*Письменное задание 1*.
Выпишите из записей все строки, где встречается слово «polygon».

*Исходный текст*.
□ □ □ □ □
В этом фрагменте речь идет о славе, возносимой Богу святыми угодниками через их чистую жизнь (и шире — славящими его), и прославлении Богом своих угодников. Что Бог — субъект этого прославления, выражено эксплицитно, но субъектность угодников как возносителей славы Богу существенно оттеснена: чистое, богоугодное и добродетельное житие оттягивает на себя долю субъектности. Субъектность «славящих» Бога, чье трисвятое имя […] прославляемо есть, не подлежит сомнению, но и она несколько завуалирована: слава выступает в формуле «Слава Богу» как некая постоянная особенность Бога, актуализируемая в славословии (и присно прославляемо…), и то, что первое лицо в этом фрагменте выступает в множественном числе, придает субъектности мы некий обобщенно–абстрактный и потому как бы анонимный оттенок (въ него же веруем, вън же крестихомся, о нем же живемь, и движемся, и есмы). Выбор именно этого модуса в связи со славословием, кажется, можно соотнести с нежеланием низводить славу до чего–то случайного, зависящего от нас, славящих. Причина славы Бога сам Бог, и мы, славящие и едва ли до конца понимающие объем Божьей славы, лишь относительное и вовсе не безусловное орудие славословия.

Следующий (второй) фрагмент характеризуется возрастанием личного и, следовательно, субъектного начала, хотя и здесь, где говорится о благодарности, благости и благодати, о даровании и даре, оно все–таки не выявлено полностью и плассируется за обобщенноабстрактным первым лицом множественного числа:

Благодарим Бога за премногу его благость, бывшую на нас, яко же рече апостолъ: «Благодать Богу о неизреченном его даре!». Паче же ныне длъжны есмы благодарити Бога о всем, еже дарова нам такова старца свята, глаголю же господина преподобнаго Сергиа [здесь впервые, не считая заглавия, объявляется имя того, чье «Житие» перед читателем. — В. Т.], в земли нашей Русстей, и в стране нашей полунощней, въ дни наша, въ последняя времена и лета. Гробъ его у нас и пред нами есть, к нему же верою повсегда притекающе, велико утешение душам нашимъ приемлем и от сего зело пользуемся; да поистине велико то есть намъ от Бога дарование даровася.
□ □ □ □ □
*Исходные данные*.
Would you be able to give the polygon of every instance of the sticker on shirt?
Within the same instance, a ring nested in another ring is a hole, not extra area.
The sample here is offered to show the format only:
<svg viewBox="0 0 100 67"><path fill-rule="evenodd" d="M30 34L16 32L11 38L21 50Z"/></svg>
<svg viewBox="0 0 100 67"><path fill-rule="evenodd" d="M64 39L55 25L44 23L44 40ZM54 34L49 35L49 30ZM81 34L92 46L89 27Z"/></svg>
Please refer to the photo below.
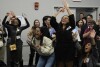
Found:
<svg viewBox="0 0 100 67"><path fill-rule="evenodd" d="M66 29L66 30L69 30L69 29L71 29L71 26L67 27L67 29Z"/></svg>

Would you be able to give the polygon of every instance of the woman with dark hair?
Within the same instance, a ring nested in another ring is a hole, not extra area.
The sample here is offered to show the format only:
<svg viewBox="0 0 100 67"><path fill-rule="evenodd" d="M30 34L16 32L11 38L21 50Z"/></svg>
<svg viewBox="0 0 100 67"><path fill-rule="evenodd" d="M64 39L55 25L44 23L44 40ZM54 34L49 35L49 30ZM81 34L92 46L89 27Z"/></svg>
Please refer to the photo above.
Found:
<svg viewBox="0 0 100 67"><path fill-rule="evenodd" d="M47 36L49 35L45 27L36 28L32 45L40 55L37 67L53 67L54 64L54 47L52 40Z"/></svg>
<svg viewBox="0 0 100 67"><path fill-rule="evenodd" d="M10 16L10 20L7 21L7 17ZM22 45L23 41L21 40L21 33L23 30L27 29L30 24L27 21L27 18L25 18L26 26L20 27L19 20L16 18L13 12L7 13L5 16L2 24L7 28L8 30L8 39L7 39L7 62L8 66L15 67L20 64L20 67L23 67L23 60L22 60Z"/></svg>
<svg viewBox="0 0 100 67"><path fill-rule="evenodd" d="M34 37L34 34L35 34L35 29L37 27L40 27L40 22L38 19L35 19L34 20L34 23L33 23L33 26L31 28L31 30L29 31L28 33L28 38L30 39L30 41L32 40L32 38ZM28 43L29 44L29 43ZM31 44L29 44L31 45ZM30 56L29 56L29 64L28 66L32 66L33 65L33 58L35 56L35 50L33 49L32 46L30 46ZM39 59L39 54L36 52L36 58L35 58L35 66L37 65L37 62L38 62L38 59Z"/></svg>
<svg viewBox="0 0 100 67"><path fill-rule="evenodd" d="M75 28L74 15L71 13L70 8L65 0L62 0L68 15L61 18L60 24L56 21L56 16L64 11L60 9L57 14L51 18L51 26L56 30L56 46L55 58L56 67L73 67L75 45L72 37L72 30Z"/></svg>
<svg viewBox="0 0 100 67"><path fill-rule="evenodd" d="M98 53L94 40L95 32L91 32L90 40L85 41L83 54L79 61L79 67L97 67Z"/></svg>

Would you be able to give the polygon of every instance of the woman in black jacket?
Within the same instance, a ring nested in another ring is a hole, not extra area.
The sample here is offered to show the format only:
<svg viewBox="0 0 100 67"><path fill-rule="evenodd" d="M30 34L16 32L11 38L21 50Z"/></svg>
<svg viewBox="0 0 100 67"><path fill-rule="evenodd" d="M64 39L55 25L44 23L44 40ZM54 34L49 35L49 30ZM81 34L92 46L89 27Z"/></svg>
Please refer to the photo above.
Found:
<svg viewBox="0 0 100 67"><path fill-rule="evenodd" d="M8 16L11 16L11 13L7 13L5 16L2 24L7 28L8 31L8 40L7 40L7 61L8 65L14 67L18 63L20 67L23 67L23 60L22 60L22 45L23 42L21 40L21 32L30 26L26 17L26 26L20 27L20 20L16 18L15 15L12 15L10 21L6 22ZM11 23L10 23L11 22ZM11 50L11 45L16 44L16 50ZM10 62L10 64L9 64Z"/></svg>
<svg viewBox="0 0 100 67"><path fill-rule="evenodd" d="M56 16L64 9L60 9L51 18L51 26L56 30L55 57L57 67L73 67L75 45L72 38L72 30L75 28L74 15L71 13L65 0L62 1L69 14L62 17L60 24L56 21Z"/></svg>
<svg viewBox="0 0 100 67"><path fill-rule="evenodd" d="M90 40L85 41L83 54L79 61L79 67L97 67L98 52L94 40L95 31L90 32Z"/></svg>

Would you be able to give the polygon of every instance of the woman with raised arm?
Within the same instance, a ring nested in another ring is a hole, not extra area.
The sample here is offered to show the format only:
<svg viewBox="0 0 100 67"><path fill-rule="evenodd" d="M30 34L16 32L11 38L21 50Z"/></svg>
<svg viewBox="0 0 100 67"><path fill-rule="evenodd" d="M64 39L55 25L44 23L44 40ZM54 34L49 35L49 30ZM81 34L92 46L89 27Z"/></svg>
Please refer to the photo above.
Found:
<svg viewBox="0 0 100 67"><path fill-rule="evenodd" d="M6 22L7 17L10 16L10 20ZM7 62L8 66L15 67L20 64L20 67L23 67L22 61L22 45L21 32L28 28L29 22L26 17L26 26L20 27L20 20L16 18L13 12L7 13L2 24L7 28L8 39L7 39Z"/></svg>
<svg viewBox="0 0 100 67"><path fill-rule="evenodd" d="M55 58L56 67L73 67L75 45L72 38L72 30L75 28L74 15L65 0L62 0L69 16L64 15L58 24L56 16L64 10L60 9L51 18L51 26L56 30ZM66 66L65 66L66 65Z"/></svg>

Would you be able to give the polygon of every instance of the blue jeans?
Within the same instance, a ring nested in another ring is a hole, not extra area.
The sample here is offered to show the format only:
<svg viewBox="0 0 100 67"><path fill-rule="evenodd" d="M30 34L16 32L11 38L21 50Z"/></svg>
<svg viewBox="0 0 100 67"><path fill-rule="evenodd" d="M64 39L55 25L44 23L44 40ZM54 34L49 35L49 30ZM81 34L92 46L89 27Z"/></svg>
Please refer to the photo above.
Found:
<svg viewBox="0 0 100 67"><path fill-rule="evenodd" d="M40 56L37 67L53 67L55 61L55 54L50 56Z"/></svg>

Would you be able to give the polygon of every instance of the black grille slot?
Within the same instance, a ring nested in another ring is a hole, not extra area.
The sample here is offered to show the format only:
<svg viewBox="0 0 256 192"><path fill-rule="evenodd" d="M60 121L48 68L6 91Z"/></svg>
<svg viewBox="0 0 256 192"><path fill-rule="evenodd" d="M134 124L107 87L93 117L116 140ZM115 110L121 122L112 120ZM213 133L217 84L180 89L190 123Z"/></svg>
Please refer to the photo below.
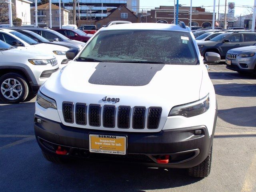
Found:
<svg viewBox="0 0 256 192"><path fill-rule="evenodd" d="M62 104L62 113L64 120L67 123L73 123L73 104L70 102L63 102Z"/></svg>
<svg viewBox="0 0 256 192"><path fill-rule="evenodd" d="M133 128L144 128L145 112L146 107L134 107L132 118L132 127Z"/></svg>
<svg viewBox="0 0 256 192"><path fill-rule="evenodd" d="M120 106L118 108L118 126L119 128L128 129L130 127L130 114L131 108L128 106Z"/></svg>
<svg viewBox="0 0 256 192"><path fill-rule="evenodd" d="M100 106L90 105L89 106L89 124L91 126L100 126Z"/></svg>
<svg viewBox="0 0 256 192"><path fill-rule="evenodd" d="M76 105L76 124L86 124L86 104L77 103Z"/></svg>
<svg viewBox="0 0 256 192"><path fill-rule="evenodd" d="M149 129L157 129L158 126L162 108L160 107L150 108L148 116L148 128Z"/></svg>
<svg viewBox="0 0 256 192"><path fill-rule="evenodd" d="M103 108L103 126L113 128L115 127L116 106L105 105Z"/></svg>

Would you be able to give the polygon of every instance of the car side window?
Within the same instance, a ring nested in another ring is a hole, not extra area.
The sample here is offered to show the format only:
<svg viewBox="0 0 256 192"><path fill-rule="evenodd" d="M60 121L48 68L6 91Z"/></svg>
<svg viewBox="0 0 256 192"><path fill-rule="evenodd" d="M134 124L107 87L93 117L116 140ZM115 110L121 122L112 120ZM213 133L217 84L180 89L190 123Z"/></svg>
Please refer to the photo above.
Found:
<svg viewBox="0 0 256 192"><path fill-rule="evenodd" d="M53 41L55 38L59 39L59 37L48 31L42 31L42 36L49 41Z"/></svg>
<svg viewBox="0 0 256 192"><path fill-rule="evenodd" d="M255 36L254 34L244 34L244 42L255 41Z"/></svg>
<svg viewBox="0 0 256 192"><path fill-rule="evenodd" d="M14 39L13 37L11 37L10 35L6 34L2 34L3 36L4 39L4 41L6 43L8 43L10 45L12 45L12 42L15 41L17 41L16 39Z"/></svg>
<svg viewBox="0 0 256 192"><path fill-rule="evenodd" d="M66 30L66 32L67 34L67 36L69 36L70 37L75 36L75 33L74 33L72 31Z"/></svg>
<svg viewBox="0 0 256 192"><path fill-rule="evenodd" d="M241 40L240 34L234 34L229 36L226 39L229 40L229 42L231 43L236 43L240 42Z"/></svg>

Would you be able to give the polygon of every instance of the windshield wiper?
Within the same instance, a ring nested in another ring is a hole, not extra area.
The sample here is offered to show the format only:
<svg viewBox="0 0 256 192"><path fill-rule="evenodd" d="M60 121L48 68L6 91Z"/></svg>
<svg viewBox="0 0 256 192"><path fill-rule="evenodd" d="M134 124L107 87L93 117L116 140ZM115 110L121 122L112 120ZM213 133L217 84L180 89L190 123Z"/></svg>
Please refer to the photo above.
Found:
<svg viewBox="0 0 256 192"><path fill-rule="evenodd" d="M79 61L78 60L79 60ZM100 60L89 57L79 57L76 58L76 61L91 61L92 62L104 62Z"/></svg>
<svg viewBox="0 0 256 192"><path fill-rule="evenodd" d="M166 64L164 62L158 61L116 61L112 62L114 63L150 63L153 64Z"/></svg>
□ □ □ □ □
*Письменное задание 2*.
Переведите на английский язык следующее предложение из исходного текста выше: «Причина славы Бога сам Бог, и мы, славящие и едва ли до конца понимающие объем Божьей славы, лишь относительное и вовсе не безусловное орудие славословия».

*Решение 1*.
Would you be able to give the polygon of every instance of the sticker on shirt?
Would you be able to give the polygon of every instance of the woman with dark hair?
Would you be able to give the polygon of every instance of the woman in black jacket?
Would you be able to give the polygon of every instance of the woman with raised arm?
Would you be able to give the polygon of every instance of the blue jeans?
Would you be able to give the polygon of every instance of the black grille slot?
Would you be able to give the polygon of every instance of the car side window?
Would you be able to give the polygon of every instance of the windshield wiper?

*Решение 2*.
The cause of God's glory is God himself, and we who glorify him, scarcely understanding the full extent of God's glory, are only a relative and by no means unconditional instrument of doxology.